**** Excerpted data

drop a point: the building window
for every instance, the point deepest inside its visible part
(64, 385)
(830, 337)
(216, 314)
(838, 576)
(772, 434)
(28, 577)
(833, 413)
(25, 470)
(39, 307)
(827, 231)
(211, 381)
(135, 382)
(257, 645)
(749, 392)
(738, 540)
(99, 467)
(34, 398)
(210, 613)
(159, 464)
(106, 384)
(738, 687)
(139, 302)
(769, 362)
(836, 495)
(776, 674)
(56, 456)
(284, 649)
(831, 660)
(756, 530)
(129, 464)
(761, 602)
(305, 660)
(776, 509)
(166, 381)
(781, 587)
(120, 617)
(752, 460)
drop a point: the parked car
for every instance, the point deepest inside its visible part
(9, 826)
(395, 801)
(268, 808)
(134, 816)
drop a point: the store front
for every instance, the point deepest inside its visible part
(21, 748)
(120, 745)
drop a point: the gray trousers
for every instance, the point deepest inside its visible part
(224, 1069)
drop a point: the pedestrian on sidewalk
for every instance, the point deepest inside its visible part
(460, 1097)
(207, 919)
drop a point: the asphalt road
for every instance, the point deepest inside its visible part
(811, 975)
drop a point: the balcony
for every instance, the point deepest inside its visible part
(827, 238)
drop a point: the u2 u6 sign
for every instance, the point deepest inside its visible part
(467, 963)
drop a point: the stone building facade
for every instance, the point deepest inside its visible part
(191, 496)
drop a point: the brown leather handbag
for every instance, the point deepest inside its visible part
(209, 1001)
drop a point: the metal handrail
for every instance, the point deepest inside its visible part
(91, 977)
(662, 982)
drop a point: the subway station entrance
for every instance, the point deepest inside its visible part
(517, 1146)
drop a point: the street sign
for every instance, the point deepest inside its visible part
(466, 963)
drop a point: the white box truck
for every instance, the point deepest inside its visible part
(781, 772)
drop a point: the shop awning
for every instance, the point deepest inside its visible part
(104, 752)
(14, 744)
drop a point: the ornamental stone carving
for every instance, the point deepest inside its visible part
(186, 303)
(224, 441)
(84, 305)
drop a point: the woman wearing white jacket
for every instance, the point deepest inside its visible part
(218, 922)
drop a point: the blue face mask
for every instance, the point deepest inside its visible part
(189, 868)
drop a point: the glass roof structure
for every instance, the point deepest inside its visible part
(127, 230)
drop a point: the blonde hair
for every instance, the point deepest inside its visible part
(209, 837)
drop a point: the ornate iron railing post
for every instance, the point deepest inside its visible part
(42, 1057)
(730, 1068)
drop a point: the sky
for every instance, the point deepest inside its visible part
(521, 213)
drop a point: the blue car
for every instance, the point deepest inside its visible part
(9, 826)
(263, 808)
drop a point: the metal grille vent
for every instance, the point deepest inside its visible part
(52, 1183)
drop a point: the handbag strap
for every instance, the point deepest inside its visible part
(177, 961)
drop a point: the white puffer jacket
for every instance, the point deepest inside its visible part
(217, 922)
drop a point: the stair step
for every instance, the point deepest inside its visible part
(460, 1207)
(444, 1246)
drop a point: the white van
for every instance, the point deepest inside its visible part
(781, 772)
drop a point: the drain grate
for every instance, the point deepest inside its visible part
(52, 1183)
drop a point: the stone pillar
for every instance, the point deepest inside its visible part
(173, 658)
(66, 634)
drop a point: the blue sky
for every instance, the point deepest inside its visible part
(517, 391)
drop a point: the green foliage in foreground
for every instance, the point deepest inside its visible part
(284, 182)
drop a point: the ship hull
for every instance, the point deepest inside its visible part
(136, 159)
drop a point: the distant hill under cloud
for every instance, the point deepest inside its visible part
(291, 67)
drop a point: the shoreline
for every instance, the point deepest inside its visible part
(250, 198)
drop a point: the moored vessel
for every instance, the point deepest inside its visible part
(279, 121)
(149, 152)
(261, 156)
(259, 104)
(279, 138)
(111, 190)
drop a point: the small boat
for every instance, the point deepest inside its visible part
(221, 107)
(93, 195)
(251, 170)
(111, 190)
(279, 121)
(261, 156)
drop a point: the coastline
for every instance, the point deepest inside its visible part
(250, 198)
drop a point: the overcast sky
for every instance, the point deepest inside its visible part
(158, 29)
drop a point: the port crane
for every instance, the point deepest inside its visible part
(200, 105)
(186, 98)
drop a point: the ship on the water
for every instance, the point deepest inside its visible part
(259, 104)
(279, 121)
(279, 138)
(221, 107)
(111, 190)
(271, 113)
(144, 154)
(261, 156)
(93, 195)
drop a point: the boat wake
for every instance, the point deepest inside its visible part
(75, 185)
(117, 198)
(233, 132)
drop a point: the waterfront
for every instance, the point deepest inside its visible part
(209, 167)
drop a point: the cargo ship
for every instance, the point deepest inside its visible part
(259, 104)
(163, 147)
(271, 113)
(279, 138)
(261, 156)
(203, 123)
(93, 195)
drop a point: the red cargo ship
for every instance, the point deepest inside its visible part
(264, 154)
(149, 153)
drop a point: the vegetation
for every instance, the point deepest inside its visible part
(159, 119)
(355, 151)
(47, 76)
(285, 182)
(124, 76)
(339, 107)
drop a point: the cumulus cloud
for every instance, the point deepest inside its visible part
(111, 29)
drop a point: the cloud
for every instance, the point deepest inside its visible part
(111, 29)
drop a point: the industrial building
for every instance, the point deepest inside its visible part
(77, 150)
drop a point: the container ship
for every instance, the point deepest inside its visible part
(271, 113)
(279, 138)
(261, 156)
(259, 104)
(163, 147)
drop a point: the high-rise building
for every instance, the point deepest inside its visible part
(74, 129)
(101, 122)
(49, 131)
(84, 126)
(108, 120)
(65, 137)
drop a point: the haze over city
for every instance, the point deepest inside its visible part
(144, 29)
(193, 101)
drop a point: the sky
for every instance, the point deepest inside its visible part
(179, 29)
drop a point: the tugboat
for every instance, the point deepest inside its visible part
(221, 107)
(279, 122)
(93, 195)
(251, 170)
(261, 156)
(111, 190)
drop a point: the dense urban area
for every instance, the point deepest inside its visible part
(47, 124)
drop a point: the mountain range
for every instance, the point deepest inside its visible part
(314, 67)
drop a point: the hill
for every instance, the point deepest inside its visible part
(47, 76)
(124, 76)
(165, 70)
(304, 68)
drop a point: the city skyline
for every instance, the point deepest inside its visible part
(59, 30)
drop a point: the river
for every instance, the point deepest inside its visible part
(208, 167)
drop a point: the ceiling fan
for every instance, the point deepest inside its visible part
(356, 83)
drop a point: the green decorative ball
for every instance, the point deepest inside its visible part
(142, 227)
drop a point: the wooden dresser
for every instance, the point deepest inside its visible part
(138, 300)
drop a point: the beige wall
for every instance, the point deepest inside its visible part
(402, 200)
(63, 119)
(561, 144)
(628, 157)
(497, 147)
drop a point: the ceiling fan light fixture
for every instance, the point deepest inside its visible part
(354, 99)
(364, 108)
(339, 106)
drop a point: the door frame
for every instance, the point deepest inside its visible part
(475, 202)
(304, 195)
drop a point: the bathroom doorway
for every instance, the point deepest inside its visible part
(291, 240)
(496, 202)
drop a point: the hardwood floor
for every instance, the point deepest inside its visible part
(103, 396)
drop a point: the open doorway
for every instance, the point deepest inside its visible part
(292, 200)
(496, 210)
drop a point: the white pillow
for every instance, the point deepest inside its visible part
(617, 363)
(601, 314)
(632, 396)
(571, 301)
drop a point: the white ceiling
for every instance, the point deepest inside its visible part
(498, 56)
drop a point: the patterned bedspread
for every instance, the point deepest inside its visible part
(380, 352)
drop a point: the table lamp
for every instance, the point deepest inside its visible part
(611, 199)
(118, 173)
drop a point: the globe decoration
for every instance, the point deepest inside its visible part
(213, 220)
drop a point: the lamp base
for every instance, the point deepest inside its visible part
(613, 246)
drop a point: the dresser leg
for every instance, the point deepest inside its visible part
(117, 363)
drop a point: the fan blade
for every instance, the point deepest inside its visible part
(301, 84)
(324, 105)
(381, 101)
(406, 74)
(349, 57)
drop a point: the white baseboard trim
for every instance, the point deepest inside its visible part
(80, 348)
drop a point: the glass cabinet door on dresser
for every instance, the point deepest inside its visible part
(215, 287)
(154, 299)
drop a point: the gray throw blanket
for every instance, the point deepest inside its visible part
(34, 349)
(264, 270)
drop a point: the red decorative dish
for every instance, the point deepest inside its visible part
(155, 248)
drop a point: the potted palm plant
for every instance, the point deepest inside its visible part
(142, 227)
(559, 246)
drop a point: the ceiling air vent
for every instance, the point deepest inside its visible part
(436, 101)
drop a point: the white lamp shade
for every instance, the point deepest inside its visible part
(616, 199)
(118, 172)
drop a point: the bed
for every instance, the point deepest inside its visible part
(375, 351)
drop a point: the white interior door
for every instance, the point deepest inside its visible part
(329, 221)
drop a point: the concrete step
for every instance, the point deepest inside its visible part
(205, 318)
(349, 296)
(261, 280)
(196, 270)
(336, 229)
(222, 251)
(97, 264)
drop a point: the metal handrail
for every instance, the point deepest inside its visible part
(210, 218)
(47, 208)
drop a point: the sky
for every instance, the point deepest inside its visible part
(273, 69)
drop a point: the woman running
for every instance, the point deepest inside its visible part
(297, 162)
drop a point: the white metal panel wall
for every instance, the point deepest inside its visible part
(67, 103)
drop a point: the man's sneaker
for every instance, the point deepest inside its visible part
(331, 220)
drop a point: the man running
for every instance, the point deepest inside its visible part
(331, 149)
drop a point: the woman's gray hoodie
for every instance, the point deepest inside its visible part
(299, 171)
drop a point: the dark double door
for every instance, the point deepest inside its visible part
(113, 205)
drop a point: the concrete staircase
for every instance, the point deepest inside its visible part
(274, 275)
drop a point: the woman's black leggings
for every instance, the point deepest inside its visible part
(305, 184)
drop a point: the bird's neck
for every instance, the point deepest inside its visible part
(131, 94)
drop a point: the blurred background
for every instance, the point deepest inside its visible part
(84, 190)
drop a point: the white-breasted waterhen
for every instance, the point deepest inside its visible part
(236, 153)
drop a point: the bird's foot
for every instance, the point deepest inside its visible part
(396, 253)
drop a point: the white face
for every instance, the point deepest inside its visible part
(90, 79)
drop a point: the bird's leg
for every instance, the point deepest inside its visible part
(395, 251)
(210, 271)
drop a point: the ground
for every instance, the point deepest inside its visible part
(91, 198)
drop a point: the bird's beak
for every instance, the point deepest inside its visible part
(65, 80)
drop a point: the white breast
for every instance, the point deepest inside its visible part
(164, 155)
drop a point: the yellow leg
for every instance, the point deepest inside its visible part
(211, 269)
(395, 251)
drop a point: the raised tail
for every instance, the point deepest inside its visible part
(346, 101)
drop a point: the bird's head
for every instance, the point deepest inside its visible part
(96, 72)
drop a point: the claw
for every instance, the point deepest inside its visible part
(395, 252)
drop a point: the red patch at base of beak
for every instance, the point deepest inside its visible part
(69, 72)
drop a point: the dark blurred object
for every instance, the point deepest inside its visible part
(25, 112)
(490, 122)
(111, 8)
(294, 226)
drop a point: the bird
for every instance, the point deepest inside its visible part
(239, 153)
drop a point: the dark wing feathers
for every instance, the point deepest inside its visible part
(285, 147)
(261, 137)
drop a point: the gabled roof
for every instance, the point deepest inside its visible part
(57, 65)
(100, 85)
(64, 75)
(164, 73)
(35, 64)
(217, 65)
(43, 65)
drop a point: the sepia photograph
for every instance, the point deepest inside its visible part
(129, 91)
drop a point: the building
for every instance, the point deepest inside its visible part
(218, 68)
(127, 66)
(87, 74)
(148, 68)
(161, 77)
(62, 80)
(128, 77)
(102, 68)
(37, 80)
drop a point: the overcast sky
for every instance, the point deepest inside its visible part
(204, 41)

********

→ **Brief**:
Copy word for word the stretch of entries above from the line that has "drop a point: the white pillow" through the line that has "drop a point: the table lamp", both ends included, and nothing outside it.

→ **Answer to this problem**:
drop a point: the white pillow
for every instance, the point deepest inside its visible part
(617, 363)
(601, 314)
(632, 396)
(571, 301)
drop a point: the white ceiling
for every instance, the point deepest inside its visible part
(498, 56)
drop a point: the patterned bedspread
for every instance, the point deepest inside its visible part
(380, 352)
drop a point: the table lamp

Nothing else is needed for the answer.